Task details: Which lines below contain "tree"? Copy every one of them.
#### Material for this task ####
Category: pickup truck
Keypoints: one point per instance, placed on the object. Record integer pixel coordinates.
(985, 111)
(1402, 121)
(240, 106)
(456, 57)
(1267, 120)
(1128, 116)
####
#### Material for this task ####
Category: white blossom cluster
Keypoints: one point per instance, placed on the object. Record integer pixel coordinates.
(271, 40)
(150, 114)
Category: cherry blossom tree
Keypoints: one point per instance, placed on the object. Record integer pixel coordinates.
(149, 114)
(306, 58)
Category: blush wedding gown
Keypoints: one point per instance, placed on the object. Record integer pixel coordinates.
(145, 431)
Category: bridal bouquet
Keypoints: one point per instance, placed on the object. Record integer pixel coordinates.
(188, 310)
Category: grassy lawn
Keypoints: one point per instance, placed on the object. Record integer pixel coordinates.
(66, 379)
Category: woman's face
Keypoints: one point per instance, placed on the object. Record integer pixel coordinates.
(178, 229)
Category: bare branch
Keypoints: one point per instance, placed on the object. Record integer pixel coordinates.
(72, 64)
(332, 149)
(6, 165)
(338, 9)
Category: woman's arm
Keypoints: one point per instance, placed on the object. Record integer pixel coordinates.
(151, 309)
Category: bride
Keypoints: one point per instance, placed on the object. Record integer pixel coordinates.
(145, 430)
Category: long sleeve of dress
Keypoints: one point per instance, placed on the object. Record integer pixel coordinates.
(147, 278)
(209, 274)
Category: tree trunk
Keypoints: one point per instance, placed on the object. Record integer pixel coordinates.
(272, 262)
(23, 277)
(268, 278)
####
#### Material for this task ####
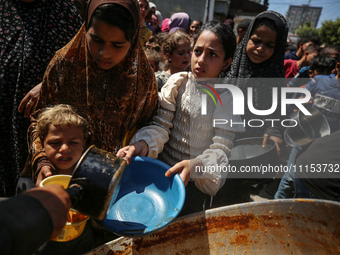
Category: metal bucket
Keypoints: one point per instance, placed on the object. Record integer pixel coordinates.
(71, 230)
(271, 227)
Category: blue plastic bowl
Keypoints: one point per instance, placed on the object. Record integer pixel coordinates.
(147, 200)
####
Solved problem:
Category: cherry blossom tree
Category: tree trunk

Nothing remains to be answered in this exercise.